#### Instruction:
Rewrite the entries below from their first line through the line that contains "[50,427,124,494]", replacing "screenshot" with "photo" and keeping everything else the same. Leave the pictures out of your answer.
-- START OF Task input --
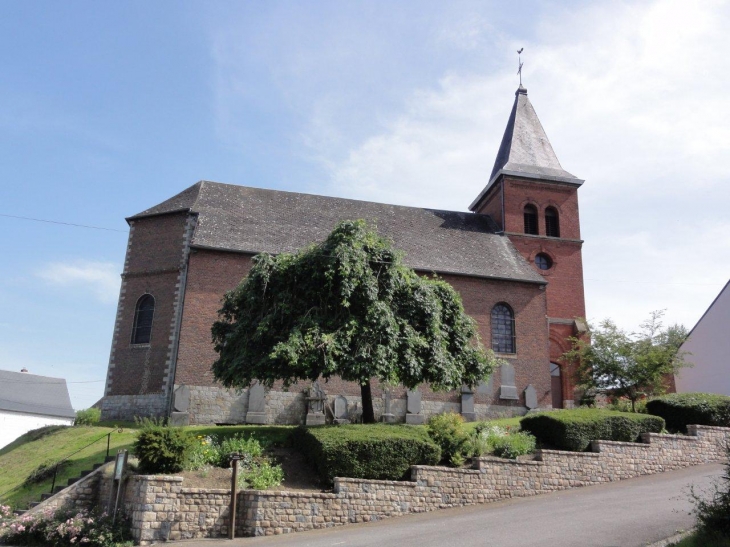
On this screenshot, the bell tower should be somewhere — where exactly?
[469,85,586,408]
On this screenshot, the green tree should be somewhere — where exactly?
[212,220,495,422]
[563,311,691,412]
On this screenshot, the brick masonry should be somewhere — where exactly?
[125,426,730,545]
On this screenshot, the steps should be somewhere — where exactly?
[21,456,116,516]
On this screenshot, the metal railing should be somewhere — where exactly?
[50,427,124,494]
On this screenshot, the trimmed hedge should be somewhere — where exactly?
[291,424,441,484]
[520,408,664,452]
[646,393,730,433]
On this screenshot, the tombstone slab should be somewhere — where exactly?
[525,384,537,410]
[246,382,266,424]
[334,395,350,424]
[380,389,395,424]
[170,412,190,427]
[304,382,327,425]
[461,387,477,422]
[499,363,520,401]
[172,385,190,412]
[406,388,426,425]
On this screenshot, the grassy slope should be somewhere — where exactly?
[0,422,292,507]
[0,418,520,507]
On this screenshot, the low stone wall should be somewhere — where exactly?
[24,463,113,516]
[125,426,730,545]
[101,393,167,420]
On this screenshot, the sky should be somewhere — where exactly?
[0,0,730,409]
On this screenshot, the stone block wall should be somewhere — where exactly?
[101,393,168,421]
[124,475,231,545]
[125,426,730,545]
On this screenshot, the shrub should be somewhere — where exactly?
[134,419,195,474]
[428,412,467,465]
[292,424,441,484]
[74,407,101,425]
[0,510,133,547]
[466,424,536,460]
[520,408,664,452]
[238,461,284,490]
[692,444,730,541]
[646,393,730,433]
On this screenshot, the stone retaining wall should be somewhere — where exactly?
[127,426,730,545]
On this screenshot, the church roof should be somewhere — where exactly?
[470,86,583,209]
[0,370,76,418]
[127,181,545,284]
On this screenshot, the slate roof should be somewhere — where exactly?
[127,181,546,284]
[0,370,76,418]
[469,86,583,209]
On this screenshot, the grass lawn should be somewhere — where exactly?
[0,417,521,507]
[670,532,730,547]
[0,422,293,507]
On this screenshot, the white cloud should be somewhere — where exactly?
[298,0,730,327]
[36,260,121,304]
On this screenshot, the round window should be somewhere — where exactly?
[535,253,553,270]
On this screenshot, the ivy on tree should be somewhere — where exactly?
[563,311,691,412]
[212,220,495,423]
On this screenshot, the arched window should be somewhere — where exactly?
[545,207,560,237]
[132,294,155,344]
[492,303,516,353]
[525,205,537,235]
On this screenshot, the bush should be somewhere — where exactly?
[466,423,536,460]
[0,507,133,547]
[23,460,71,486]
[428,412,467,465]
[238,461,284,490]
[692,445,730,541]
[134,419,195,474]
[292,424,441,484]
[646,393,730,433]
[74,407,101,425]
[520,408,664,452]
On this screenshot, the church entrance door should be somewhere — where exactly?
[550,363,563,408]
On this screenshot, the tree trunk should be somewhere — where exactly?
[360,380,375,424]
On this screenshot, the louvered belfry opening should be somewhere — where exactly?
[525,205,538,235]
[545,207,560,237]
[132,294,155,344]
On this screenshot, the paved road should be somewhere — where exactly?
[181,464,723,547]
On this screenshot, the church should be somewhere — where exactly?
[101,85,586,424]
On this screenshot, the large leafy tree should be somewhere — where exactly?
[212,220,495,422]
[563,311,690,411]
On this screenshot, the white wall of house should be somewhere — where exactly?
[0,410,74,448]
[675,282,730,395]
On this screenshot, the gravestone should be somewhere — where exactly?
[334,395,350,424]
[499,363,520,401]
[382,389,395,424]
[406,388,426,425]
[477,374,494,397]
[461,386,477,422]
[170,385,190,426]
[246,382,266,424]
[304,382,327,425]
[525,384,537,410]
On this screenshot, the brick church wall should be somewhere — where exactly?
[102,214,191,419]
[169,249,550,423]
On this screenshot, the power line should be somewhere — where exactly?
[0,213,127,234]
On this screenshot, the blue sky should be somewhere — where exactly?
[0,0,730,408]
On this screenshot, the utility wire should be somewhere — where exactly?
[0,213,127,234]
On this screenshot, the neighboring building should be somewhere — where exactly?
[674,281,730,395]
[0,369,76,448]
[102,87,585,423]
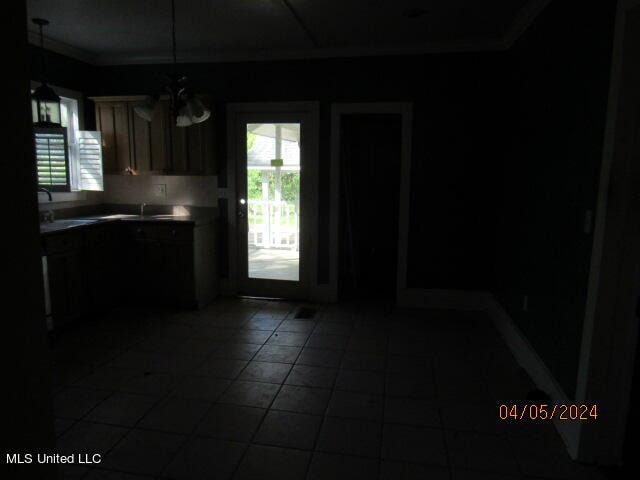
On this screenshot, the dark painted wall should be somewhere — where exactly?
[6,1,56,479]
[495,0,615,397]
[90,53,506,289]
[27,44,98,130]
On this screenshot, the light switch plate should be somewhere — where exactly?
[153,183,167,200]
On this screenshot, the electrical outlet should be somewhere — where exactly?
[153,183,167,200]
[582,210,593,235]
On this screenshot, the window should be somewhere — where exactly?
[34,87,103,192]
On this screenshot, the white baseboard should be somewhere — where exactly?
[397,288,489,311]
[309,284,338,303]
[485,294,580,460]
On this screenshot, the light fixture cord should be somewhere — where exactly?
[38,24,47,83]
[171,0,176,68]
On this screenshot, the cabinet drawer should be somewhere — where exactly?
[129,223,193,242]
[42,232,82,255]
[156,223,193,242]
[85,225,119,246]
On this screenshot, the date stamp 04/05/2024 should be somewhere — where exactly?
[498,403,598,422]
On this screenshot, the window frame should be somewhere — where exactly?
[31,80,92,203]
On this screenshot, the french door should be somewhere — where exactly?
[230,104,317,298]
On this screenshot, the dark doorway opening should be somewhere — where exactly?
[338,113,402,300]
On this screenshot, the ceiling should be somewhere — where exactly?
[27,0,549,65]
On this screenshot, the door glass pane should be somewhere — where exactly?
[247,123,300,281]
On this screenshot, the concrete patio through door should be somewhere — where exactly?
[249,245,299,282]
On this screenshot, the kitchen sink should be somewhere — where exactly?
[40,218,98,232]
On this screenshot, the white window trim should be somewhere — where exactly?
[31,81,96,204]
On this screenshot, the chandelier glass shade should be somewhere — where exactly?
[31,18,61,127]
[134,0,211,127]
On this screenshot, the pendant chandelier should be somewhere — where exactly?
[31,18,60,127]
[134,0,211,127]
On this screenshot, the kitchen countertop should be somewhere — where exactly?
[40,213,214,234]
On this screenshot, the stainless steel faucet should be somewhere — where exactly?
[38,187,53,223]
[38,187,53,202]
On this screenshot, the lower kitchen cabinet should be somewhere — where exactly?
[42,221,217,328]
[83,224,120,312]
[43,232,89,327]
[127,222,217,307]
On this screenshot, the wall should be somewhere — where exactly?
[91,53,506,289]
[5,1,56,479]
[495,0,615,397]
[103,175,218,207]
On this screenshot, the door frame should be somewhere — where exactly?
[224,102,320,299]
[330,102,413,303]
[572,0,640,465]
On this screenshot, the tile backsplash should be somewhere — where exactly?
[103,175,218,207]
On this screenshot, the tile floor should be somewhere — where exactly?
[51,299,601,480]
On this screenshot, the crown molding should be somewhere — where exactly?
[28,0,551,66]
[27,31,98,65]
[502,0,551,50]
[95,39,503,65]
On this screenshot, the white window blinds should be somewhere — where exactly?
[34,128,70,192]
[76,130,104,191]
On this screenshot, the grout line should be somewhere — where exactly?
[304,309,354,478]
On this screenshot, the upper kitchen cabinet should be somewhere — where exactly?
[91,96,214,175]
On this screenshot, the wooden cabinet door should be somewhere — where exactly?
[93,97,214,175]
[162,242,195,306]
[128,102,169,173]
[170,101,214,175]
[96,102,132,173]
[85,225,123,312]
[47,250,88,327]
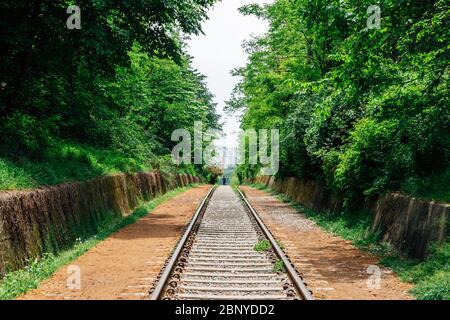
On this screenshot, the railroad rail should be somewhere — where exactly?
[150,186,313,300]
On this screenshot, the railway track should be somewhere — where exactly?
[150,186,312,300]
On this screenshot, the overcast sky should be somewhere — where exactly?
[188,0,272,148]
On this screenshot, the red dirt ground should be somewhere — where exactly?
[242,187,412,300]
[19,186,210,300]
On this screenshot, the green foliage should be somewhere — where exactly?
[232,0,450,204]
[0,0,218,190]
[252,184,450,300]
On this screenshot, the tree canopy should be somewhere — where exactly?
[232,0,450,201]
[0,0,219,188]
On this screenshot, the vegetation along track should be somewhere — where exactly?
[150,186,312,300]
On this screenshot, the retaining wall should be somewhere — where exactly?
[253,176,450,259]
[0,172,200,274]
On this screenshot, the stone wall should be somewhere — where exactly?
[253,176,450,259]
[0,172,200,274]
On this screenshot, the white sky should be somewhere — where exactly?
[188,0,272,148]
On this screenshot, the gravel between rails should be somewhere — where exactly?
[156,186,298,300]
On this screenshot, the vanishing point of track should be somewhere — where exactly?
[150,186,312,300]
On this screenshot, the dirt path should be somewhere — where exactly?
[242,187,412,300]
[20,186,210,300]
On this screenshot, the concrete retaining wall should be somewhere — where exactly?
[0,172,200,274]
[253,176,450,259]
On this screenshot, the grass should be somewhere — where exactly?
[0,141,152,190]
[251,184,450,300]
[0,187,195,300]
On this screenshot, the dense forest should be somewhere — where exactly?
[232,0,450,204]
[0,0,219,190]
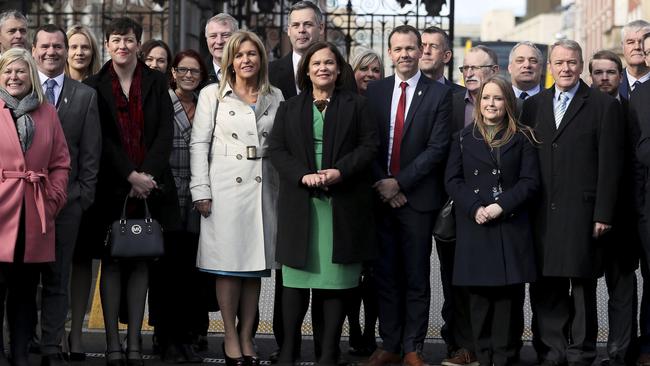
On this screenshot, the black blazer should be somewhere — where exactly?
[269,91,378,268]
[85,61,180,230]
[445,124,540,286]
[366,75,451,212]
[269,51,357,100]
[522,80,625,278]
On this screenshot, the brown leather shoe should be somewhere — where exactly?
[402,352,428,366]
[363,348,402,366]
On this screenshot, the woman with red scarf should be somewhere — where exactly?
[86,18,180,366]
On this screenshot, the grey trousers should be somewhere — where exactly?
[41,201,82,355]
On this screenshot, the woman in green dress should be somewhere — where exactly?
[269,42,378,364]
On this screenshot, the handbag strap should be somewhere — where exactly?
[120,194,151,222]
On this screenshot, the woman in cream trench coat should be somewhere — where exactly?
[190,84,282,272]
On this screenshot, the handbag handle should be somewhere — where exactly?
[120,194,152,224]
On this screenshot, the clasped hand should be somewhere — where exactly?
[127,171,158,199]
[474,203,503,225]
[302,169,341,191]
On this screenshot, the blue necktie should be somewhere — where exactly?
[45,79,57,106]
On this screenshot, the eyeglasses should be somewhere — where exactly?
[174,67,201,76]
[458,65,496,73]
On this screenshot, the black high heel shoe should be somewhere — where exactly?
[221,342,247,366]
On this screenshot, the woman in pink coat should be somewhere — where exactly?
[0,48,70,365]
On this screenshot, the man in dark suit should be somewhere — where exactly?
[522,40,625,366]
[0,9,27,54]
[366,25,452,366]
[269,0,357,100]
[618,19,650,100]
[589,51,645,366]
[205,13,239,84]
[420,26,465,93]
[32,24,102,366]
[508,41,544,100]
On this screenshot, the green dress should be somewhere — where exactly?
[282,106,361,290]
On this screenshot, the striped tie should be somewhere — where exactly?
[555,92,569,128]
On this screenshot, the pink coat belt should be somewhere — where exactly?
[0,168,47,234]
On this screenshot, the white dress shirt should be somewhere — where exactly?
[38,71,65,106]
[388,70,422,171]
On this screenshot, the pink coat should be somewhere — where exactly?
[0,99,70,263]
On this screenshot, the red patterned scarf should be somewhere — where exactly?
[110,63,144,166]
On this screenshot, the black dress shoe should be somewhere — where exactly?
[41,353,68,366]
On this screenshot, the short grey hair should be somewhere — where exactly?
[548,39,584,63]
[508,41,544,64]
[621,19,650,43]
[287,0,324,25]
[0,9,27,28]
[204,13,239,37]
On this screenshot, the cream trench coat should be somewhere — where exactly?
[190,84,283,272]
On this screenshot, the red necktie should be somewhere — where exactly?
[390,81,409,176]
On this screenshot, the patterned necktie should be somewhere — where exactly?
[390,81,409,176]
[45,79,57,105]
[555,92,569,128]
[314,99,328,113]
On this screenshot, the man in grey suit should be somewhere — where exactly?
[32,24,101,366]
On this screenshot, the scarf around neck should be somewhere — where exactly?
[0,88,41,153]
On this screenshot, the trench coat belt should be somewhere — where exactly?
[0,168,47,234]
[212,144,266,159]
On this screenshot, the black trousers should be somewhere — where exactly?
[278,287,349,365]
[467,284,525,366]
[436,242,474,353]
[530,277,598,365]
[374,205,436,354]
[149,231,204,346]
[41,201,82,355]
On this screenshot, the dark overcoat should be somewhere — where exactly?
[85,61,180,236]
[269,90,378,268]
[445,124,540,286]
[521,81,624,278]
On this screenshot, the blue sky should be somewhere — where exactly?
[455,0,526,24]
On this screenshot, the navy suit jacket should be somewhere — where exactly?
[366,75,452,212]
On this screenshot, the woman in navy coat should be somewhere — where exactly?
[445,76,540,365]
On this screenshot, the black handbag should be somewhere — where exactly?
[106,195,165,259]
[433,197,456,243]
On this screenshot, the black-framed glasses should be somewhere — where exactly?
[458,65,496,73]
[174,67,201,76]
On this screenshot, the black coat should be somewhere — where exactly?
[445,124,540,286]
[366,75,451,212]
[85,61,180,230]
[269,91,378,268]
[521,81,624,278]
[269,51,357,100]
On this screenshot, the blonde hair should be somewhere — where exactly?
[474,75,539,147]
[219,30,271,98]
[65,24,102,78]
[0,48,45,103]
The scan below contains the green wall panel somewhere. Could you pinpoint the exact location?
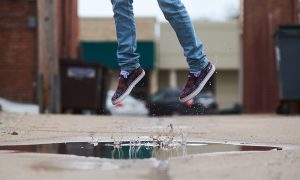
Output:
[80,41,155,70]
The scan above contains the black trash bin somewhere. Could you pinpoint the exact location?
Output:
[60,60,109,114]
[275,25,300,113]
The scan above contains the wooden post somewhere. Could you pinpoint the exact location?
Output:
[37,0,60,113]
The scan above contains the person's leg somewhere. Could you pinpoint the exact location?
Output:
[157,0,215,102]
[111,0,140,72]
[111,0,145,105]
[157,0,208,72]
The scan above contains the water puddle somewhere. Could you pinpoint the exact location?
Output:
[0,138,282,160]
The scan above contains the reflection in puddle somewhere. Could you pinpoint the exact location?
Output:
[0,141,282,160]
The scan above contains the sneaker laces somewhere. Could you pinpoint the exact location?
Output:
[120,70,130,79]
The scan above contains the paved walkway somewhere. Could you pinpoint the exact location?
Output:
[0,113,300,180]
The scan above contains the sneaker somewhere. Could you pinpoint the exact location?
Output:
[111,67,145,105]
[179,62,216,102]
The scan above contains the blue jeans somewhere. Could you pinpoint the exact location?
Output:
[111,0,208,72]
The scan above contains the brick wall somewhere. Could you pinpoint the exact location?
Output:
[242,0,298,113]
[0,0,37,102]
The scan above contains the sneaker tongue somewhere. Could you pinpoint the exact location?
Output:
[120,71,130,79]
[191,71,201,77]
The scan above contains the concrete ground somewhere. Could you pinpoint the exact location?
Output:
[0,113,300,180]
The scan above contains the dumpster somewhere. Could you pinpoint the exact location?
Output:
[60,60,110,114]
[274,25,300,113]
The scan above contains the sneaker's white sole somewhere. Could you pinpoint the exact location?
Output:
[179,65,216,102]
[112,70,146,105]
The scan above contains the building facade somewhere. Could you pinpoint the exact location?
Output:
[80,18,242,108]
[241,0,299,113]
[0,0,78,103]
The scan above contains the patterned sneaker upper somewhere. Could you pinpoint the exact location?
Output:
[180,62,212,99]
[111,67,144,102]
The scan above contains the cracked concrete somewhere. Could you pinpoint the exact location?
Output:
[0,113,300,180]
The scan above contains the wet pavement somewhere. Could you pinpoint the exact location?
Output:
[0,113,300,179]
[0,141,283,161]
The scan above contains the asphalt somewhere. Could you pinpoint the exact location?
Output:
[0,113,300,180]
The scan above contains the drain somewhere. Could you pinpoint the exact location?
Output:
[0,141,282,160]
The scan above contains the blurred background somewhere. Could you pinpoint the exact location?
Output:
[0,0,300,116]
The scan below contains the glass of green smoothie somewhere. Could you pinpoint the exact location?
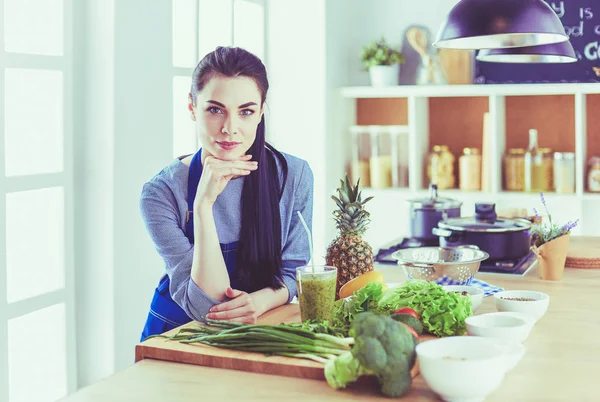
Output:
[296,265,337,322]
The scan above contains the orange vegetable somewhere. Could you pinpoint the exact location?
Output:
[340,271,387,299]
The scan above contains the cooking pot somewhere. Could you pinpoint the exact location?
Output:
[433,203,531,261]
[408,184,462,244]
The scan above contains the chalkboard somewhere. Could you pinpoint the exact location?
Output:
[475,0,600,84]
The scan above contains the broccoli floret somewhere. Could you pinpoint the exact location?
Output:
[325,312,416,397]
[325,351,368,389]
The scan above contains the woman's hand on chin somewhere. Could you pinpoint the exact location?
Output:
[206,288,259,324]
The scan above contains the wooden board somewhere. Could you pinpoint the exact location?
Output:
[565,236,600,269]
[135,304,433,380]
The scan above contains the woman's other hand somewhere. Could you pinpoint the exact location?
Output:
[194,155,258,207]
[206,288,259,324]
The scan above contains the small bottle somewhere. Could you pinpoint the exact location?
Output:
[554,152,575,193]
[458,148,481,191]
[369,126,392,189]
[588,156,600,193]
[525,129,546,192]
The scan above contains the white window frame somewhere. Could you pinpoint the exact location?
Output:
[0,0,77,401]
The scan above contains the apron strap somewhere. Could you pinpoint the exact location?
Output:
[185,148,202,244]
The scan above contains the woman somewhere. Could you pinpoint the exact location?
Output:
[140,47,313,340]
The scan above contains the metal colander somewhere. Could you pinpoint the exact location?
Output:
[392,247,489,285]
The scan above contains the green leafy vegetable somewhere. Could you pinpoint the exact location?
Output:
[284,319,347,338]
[333,282,383,335]
[377,280,472,337]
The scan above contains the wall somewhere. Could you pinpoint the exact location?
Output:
[340,0,457,86]
[73,0,116,386]
[267,0,328,263]
[75,0,173,386]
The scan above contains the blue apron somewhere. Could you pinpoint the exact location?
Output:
[141,149,240,341]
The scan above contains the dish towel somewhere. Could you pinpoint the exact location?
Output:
[435,276,504,297]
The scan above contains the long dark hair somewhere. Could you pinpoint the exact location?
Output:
[191,47,288,292]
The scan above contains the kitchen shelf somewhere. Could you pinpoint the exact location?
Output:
[341,83,600,99]
[340,83,600,247]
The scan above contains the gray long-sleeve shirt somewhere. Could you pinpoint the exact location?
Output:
[140,153,314,321]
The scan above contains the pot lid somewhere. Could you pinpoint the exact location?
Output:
[438,217,531,233]
[438,203,531,233]
[408,184,462,210]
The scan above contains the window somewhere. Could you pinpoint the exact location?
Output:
[0,0,77,402]
[172,0,265,157]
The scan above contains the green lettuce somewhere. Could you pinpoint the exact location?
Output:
[377,280,472,337]
[333,282,383,335]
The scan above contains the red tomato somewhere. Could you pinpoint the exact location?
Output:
[400,322,419,340]
[394,307,419,320]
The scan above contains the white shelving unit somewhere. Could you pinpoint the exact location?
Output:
[340,83,600,247]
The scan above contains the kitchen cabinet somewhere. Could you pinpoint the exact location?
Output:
[340,83,600,247]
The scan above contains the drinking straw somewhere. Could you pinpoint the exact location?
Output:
[297,211,315,275]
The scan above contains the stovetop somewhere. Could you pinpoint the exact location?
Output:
[375,238,537,276]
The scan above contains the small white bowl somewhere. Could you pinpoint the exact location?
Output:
[442,285,483,313]
[416,336,514,402]
[494,290,550,321]
[465,312,535,343]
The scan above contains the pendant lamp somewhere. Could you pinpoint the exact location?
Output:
[477,41,577,63]
[433,0,569,50]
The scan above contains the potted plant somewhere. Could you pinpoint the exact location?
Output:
[531,192,579,280]
[360,37,404,87]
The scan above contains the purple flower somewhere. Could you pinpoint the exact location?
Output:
[562,219,579,232]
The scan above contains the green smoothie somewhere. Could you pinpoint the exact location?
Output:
[296,266,337,322]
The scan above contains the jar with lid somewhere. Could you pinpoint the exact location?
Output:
[369,126,392,188]
[458,148,481,191]
[350,126,371,187]
[389,126,409,188]
[427,145,456,189]
[540,148,554,191]
[504,148,525,191]
[525,129,546,192]
[588,156,600,193]
[553,152,575,193]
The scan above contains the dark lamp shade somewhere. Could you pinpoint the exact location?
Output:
[477,41,577,63]
[433,0,569,50]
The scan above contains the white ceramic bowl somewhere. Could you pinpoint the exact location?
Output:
[494,290,550,321]
[416,336,514,402]
[442,285,483,313]
[465,312,535,343]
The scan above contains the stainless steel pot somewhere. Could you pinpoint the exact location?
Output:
[434,203,531,261]
[408,184,462,244]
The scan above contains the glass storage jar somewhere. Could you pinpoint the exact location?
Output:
[350,126,371,187]
[369,126,392,188]
[588,156,600,193]
[458,148,481,191]
[427,145,456,189]
[504,148,525,191]
[553,152,575,193]
[540,148,554,191]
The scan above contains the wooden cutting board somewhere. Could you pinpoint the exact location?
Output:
[565,236,600,269]
[135,304,434,380]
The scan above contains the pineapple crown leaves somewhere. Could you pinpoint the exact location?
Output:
[331,175,373,235]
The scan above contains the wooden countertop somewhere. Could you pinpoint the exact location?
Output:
[59,266,600,402]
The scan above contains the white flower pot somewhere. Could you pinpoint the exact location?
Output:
[369,64,400,87]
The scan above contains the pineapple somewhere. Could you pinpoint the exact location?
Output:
[325,175,374,299]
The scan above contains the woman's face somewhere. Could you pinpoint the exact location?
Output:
[190,75,263,160]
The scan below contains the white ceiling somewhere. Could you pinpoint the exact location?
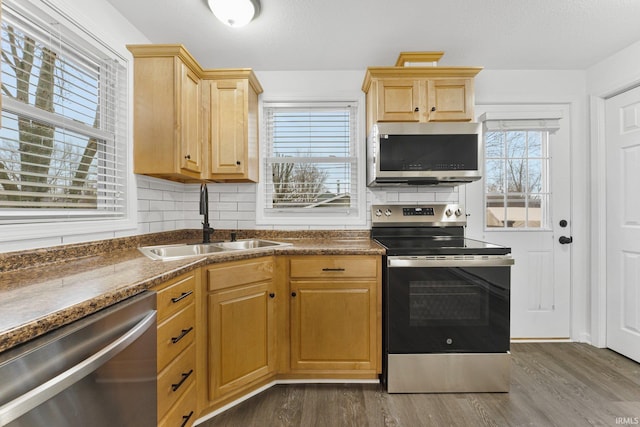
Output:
[107,0,640,70]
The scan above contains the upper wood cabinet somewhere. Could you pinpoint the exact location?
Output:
[203,69,262,182]
[127,44,262,182]
[362,53,482,131]
[128,45,204,182]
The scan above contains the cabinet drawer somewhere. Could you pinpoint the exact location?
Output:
[157,273,196,322]
[158,344,196,419]
[158,304,196,372]
[207,258,274,291]
[158,384,197,427]
[289,256,378,278]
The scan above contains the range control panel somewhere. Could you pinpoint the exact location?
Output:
[371,203,467,227]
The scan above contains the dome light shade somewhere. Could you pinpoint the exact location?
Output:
[208,0,260,27]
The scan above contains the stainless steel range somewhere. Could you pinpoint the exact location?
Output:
[371,204,513,393]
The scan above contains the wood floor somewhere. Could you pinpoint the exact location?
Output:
[200,343,640,427]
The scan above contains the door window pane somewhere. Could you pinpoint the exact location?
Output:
-- END OF Task input --
#### Output for this task:
On this photo, the bell tower should be somewhere — where exactly?
[469,85,586,408]
On this photo, the green tree should be somewhere — where exactly?
[212,220,495,422]
[563,311,691,412]
On this photo, the brick masonry should be somewhere — where exactly?
[125,426,730,545]
On this photo, the steps should be somewhere — where exactly?
[21,456,116,516]
On this photo, the metal railing should be somewhere — where exactly?
[50,427,124,494]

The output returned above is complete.